ASSIGNMENT:
In how many lines of the data does the word "this" appear? Give the number by itself.

-- INFORMATION SUPPLIED follows --

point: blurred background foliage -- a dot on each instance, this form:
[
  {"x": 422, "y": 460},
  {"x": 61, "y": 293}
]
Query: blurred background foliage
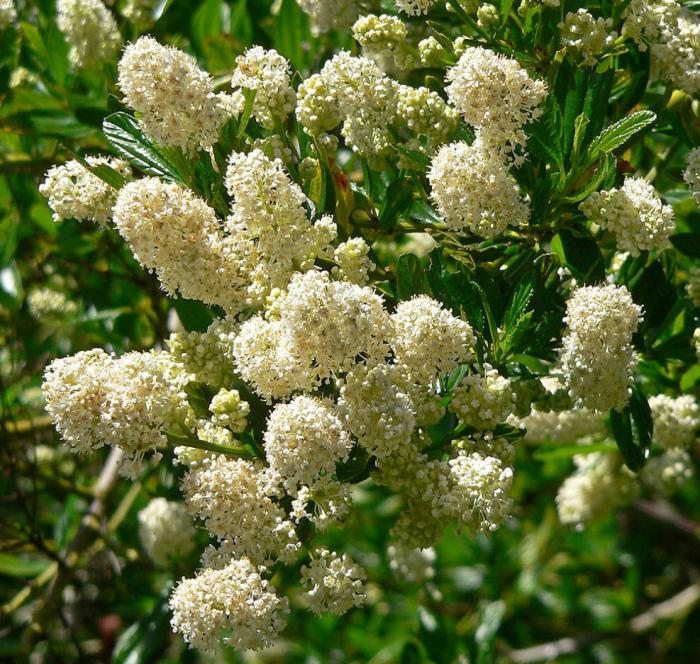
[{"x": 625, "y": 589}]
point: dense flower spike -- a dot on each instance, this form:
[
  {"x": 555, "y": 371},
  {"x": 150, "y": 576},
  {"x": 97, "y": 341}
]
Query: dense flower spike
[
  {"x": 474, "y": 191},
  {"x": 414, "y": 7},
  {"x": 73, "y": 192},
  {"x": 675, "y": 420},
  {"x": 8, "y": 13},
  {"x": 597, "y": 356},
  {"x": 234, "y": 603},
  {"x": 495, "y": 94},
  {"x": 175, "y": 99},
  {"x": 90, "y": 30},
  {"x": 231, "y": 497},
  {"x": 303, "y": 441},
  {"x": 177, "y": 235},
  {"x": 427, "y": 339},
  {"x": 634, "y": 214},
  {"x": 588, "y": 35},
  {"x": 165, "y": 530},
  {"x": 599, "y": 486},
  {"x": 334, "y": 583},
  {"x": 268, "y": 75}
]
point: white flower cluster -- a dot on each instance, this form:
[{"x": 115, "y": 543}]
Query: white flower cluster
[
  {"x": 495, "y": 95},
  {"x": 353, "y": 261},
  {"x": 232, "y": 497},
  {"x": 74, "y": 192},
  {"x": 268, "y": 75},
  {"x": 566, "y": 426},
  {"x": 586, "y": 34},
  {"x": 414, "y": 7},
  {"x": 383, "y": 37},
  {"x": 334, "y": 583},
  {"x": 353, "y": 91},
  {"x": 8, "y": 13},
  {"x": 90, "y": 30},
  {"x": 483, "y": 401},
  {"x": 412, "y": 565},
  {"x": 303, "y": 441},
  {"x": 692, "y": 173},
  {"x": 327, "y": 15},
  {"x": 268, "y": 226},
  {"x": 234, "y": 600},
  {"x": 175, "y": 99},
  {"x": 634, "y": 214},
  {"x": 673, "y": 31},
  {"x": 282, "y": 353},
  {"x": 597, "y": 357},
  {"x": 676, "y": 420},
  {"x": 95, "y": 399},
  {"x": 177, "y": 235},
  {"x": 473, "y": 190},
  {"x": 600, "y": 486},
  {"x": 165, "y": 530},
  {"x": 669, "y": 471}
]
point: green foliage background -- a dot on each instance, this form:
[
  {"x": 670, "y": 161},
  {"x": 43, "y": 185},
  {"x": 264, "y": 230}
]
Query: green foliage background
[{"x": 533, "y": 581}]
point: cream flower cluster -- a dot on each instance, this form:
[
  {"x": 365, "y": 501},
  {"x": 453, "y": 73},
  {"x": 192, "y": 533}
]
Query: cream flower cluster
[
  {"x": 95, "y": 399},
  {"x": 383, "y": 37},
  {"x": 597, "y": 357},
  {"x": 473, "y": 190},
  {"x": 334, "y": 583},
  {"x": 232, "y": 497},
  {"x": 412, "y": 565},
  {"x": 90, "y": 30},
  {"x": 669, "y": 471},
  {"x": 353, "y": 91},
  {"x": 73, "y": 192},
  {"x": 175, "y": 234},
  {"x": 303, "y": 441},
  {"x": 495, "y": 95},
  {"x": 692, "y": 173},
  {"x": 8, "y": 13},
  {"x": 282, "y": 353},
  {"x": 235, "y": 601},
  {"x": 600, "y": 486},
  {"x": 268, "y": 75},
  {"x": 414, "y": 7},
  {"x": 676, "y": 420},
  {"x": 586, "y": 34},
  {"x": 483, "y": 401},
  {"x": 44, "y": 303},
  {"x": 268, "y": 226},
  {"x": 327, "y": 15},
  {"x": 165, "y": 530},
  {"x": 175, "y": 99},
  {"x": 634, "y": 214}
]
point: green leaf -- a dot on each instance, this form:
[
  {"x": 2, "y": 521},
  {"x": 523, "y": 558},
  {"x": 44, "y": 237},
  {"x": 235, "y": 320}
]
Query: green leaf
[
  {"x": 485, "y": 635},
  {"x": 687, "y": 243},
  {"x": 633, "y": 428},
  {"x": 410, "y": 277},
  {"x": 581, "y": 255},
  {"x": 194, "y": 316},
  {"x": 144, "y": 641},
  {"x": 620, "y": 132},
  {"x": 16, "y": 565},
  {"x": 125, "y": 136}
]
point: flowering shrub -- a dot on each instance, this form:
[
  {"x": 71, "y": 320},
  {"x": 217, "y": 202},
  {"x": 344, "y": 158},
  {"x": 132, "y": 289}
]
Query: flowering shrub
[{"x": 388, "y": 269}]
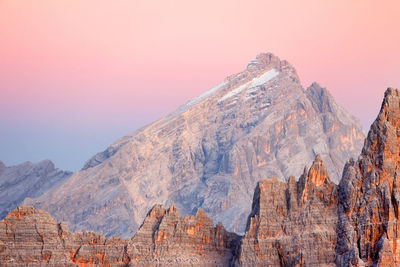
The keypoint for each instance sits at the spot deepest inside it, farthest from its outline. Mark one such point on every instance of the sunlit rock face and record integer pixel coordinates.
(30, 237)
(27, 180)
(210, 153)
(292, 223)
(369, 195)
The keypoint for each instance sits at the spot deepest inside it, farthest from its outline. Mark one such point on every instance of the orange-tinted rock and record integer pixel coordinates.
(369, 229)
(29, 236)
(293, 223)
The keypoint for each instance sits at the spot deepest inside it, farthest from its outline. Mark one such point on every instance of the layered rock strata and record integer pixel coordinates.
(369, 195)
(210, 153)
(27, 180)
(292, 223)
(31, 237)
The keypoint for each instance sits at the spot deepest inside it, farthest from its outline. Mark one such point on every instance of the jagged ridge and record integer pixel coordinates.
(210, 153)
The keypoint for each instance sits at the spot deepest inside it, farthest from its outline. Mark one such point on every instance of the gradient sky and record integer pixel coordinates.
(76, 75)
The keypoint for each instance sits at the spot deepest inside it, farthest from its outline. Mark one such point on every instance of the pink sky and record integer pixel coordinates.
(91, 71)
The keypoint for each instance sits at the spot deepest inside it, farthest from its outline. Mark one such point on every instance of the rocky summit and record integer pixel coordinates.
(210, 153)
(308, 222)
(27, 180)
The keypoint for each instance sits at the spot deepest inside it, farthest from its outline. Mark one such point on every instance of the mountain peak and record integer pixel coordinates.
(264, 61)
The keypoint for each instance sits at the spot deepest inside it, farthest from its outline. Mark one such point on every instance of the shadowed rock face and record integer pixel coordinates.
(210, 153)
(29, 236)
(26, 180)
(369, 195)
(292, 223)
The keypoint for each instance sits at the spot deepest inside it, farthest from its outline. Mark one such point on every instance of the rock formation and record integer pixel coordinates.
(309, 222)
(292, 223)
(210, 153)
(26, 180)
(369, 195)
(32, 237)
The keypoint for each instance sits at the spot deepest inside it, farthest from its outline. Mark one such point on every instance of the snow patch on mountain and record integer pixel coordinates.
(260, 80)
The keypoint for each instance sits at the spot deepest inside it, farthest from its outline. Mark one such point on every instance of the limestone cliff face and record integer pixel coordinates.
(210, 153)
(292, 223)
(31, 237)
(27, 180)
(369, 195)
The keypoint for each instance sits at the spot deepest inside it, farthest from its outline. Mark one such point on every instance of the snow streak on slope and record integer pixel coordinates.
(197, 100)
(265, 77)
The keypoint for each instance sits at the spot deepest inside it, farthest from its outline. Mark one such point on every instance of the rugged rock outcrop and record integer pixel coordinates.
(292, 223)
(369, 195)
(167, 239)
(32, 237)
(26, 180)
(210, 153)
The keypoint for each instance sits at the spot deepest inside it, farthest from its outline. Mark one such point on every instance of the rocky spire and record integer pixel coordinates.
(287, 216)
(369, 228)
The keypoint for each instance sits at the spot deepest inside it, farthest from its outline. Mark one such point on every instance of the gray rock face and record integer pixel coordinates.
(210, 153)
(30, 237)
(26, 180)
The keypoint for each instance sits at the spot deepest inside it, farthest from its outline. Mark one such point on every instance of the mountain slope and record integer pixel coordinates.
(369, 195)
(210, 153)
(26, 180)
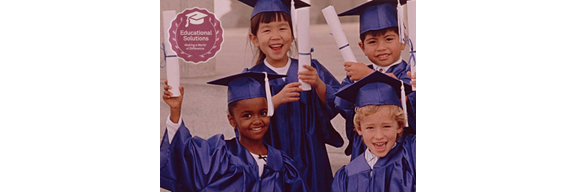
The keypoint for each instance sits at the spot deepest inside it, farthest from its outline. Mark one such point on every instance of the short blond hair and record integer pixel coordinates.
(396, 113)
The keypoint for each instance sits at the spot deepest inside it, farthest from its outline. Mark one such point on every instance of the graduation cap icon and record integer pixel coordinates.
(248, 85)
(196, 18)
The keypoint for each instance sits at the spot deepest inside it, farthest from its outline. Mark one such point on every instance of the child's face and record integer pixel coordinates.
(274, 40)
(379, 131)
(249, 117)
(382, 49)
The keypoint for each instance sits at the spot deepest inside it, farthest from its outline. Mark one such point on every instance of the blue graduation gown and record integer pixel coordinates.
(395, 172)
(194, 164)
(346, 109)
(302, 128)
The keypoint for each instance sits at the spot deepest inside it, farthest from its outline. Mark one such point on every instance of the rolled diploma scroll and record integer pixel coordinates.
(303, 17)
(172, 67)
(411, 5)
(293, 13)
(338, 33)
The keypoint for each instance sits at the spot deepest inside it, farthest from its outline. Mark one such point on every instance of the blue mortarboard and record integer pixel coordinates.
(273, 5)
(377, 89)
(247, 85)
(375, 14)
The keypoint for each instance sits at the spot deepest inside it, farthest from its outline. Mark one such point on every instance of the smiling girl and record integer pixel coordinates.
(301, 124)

-- INFORMATION SUPPLIED concluded --
-- INFORMATION SUPPLIED follows --

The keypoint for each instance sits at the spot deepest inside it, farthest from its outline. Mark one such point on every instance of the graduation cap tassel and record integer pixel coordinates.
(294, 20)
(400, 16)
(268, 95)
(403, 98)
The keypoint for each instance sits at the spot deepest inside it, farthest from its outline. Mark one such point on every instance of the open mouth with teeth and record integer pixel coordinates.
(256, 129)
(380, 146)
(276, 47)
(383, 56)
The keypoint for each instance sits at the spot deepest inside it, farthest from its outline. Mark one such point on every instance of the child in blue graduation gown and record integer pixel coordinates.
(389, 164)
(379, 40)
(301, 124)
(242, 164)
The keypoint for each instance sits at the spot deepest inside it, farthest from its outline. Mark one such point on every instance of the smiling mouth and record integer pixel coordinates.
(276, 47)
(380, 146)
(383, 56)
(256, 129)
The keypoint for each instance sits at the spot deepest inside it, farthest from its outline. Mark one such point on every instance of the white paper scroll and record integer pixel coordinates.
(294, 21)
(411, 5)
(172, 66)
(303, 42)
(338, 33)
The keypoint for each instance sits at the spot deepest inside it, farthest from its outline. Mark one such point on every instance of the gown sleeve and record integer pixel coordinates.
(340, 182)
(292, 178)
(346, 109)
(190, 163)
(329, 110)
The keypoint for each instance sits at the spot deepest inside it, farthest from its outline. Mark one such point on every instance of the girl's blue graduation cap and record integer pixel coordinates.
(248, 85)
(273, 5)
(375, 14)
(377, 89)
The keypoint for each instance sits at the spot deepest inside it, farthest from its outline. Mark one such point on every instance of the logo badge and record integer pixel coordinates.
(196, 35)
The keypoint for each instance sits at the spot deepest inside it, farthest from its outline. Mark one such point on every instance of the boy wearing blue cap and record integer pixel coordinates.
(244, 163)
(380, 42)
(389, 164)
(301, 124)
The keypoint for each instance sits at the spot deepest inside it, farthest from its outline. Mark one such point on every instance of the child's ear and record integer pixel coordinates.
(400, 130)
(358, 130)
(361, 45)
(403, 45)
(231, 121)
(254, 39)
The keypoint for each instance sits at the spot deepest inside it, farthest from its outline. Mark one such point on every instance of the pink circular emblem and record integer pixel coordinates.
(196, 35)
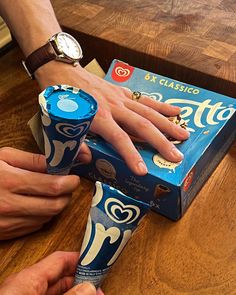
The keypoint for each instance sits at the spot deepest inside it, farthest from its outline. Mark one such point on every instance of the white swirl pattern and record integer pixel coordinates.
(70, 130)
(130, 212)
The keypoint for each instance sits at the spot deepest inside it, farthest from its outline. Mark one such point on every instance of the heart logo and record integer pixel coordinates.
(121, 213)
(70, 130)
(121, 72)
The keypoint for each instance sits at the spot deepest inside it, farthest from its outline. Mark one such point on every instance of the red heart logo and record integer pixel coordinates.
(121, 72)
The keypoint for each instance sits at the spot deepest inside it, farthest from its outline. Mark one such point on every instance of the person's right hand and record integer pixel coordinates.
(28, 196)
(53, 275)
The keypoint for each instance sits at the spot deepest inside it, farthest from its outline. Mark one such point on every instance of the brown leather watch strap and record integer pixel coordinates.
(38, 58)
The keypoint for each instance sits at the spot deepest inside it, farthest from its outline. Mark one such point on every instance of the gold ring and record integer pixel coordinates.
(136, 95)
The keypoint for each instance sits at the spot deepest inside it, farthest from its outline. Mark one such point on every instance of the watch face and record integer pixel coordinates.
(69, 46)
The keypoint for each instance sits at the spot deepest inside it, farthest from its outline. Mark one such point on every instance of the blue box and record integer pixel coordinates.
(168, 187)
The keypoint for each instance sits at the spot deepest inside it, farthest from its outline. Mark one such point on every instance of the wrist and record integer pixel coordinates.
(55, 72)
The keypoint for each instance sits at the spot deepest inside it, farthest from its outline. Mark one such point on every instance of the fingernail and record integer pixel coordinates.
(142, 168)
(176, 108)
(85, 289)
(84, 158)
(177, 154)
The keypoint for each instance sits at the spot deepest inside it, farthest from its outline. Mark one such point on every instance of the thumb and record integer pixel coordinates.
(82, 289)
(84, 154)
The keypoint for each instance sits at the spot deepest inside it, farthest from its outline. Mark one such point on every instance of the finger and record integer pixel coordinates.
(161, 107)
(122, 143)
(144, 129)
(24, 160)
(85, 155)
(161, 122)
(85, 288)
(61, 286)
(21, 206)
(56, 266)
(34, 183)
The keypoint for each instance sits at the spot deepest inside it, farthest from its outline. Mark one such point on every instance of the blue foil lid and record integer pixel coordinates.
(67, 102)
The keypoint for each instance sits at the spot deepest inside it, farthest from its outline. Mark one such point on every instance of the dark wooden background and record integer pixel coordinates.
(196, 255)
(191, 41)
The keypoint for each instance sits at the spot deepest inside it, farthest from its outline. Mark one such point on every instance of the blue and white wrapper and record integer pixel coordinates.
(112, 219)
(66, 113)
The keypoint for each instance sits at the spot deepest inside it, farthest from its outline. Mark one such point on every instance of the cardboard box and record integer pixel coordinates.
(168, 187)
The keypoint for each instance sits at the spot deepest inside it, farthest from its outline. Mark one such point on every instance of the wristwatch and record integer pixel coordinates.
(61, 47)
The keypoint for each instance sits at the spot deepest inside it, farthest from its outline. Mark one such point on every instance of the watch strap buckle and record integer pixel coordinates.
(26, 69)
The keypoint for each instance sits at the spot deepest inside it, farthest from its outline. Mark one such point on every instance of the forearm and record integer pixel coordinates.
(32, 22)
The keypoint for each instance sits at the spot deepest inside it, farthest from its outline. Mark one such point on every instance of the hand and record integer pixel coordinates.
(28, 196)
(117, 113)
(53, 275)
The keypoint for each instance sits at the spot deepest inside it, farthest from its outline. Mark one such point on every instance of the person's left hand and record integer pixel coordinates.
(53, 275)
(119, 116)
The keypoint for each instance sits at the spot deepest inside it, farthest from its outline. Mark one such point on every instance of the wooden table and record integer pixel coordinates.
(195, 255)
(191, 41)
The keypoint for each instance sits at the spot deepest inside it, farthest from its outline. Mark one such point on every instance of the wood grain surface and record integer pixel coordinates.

-- INFORMATION SUPPLIED concluded --

REPLY:
7